══ Potongan Dokumen

Tulisan merupakan salah satu pencapaian terbesar dalam sejarah perkembangan umat
manusia. Ia bukan hanya alat untuk menuliskan bahasa, tetapi juga teknologi yang sangat
berpengaruh terhadap cara manusia berpikir, berkomunikasi, dan mengumpulkan pengetahuan
bersama. Dalam kajian Walter J. Ong tentang kelisanan dan keaksaraan, tulisan dianggap
sebagai teknologi yang memiliki dampak besar terhadap aspek kognitif, sosial, dan budaya
manusia. Memandang tulisan sebagai teknologi membantu kita menyadari bahwa keaksaraan
bukan sekadar keterampilan mekanis, tetapi perubahan cara manusia memandang bahasa serta
dunia sekitarnya. Untuk memahami peran tulisan dalam hubungan antara kelisanan dan
keaksaraan, kita perlu melihat bagaimana tulisan sebagai teknologi membentuk cara berpikir,
struktur pengetahuan, dan dinamika budaya manusia.

════
══ Data Tersimpan

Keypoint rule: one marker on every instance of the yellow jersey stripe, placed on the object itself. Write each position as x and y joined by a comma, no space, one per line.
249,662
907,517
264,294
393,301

════

* [Petunjuk Tugas]
1 - Jawablah pertanyaan berikut berdasarkan teks tentang tulisan sebagai teknologi.
(a) Tulisan disebut sebagai salah satu apa dalam sejarah perkembangan umat manusia?
(b) Kajian tentang kelisanan dan keaksaraan yang disebut dalam teks itu milik siapa?
(c) Menurut teks, keaksaraan bukan sekadar apa?
2 - Kembalikan salinan persis bagian teks tentang tulisan sebagai teknologi, yaitu bagian yang dibuka dengan kata-kata yang memuat "Tulisan merupakan salah" dan ditutup dengan "dinamika budaya manusia.".

* [Jawaban per Tugas]
1 -
(a) Salah satu pencapaian terbesar.
(b) Walter J. Ong.
(c) Keterampilan mekanis; keaksaraan adalah perubahan cara manusia memandang bahasa serta dunia sekitarnya.

2 -
Tulisan merupakan salah satu pencapaian terbesar dalam sejarah perkembangan umat
manusia. Ia bukan hanya alat untuk menuliskan bahasa, tetapi juga teknologi yang sangat
berpengaruh terhadap cara manusia berpikir, berkomunikasi, dan mengumpulkan pengetahuan
bersama. Dalam kajian Walter J. Ong tentang kelisanan dan keaksaraan, tulisan dianggap
sebagai teknologi yang memiliki dampak besar terhadap aspek kognitif, sosial, dan budaya
manusia. Memandang tulisan sebagai teknologi membantu kita menyadari bahwa keaksaraan
bukan sekadar keterampilan mekanis, tetapi perubahan cara manusia memandang bahasa serta
dunia sekitarnya. Untuk memahami peran tulisan dalam hubungan antara kelisanan dan
keaksaraan, kita perlu melihat bagaimana tulisan sebagai teknologi membentuk cara berpikir,
struktur pengetahuan, dan dinamika budaya manusia.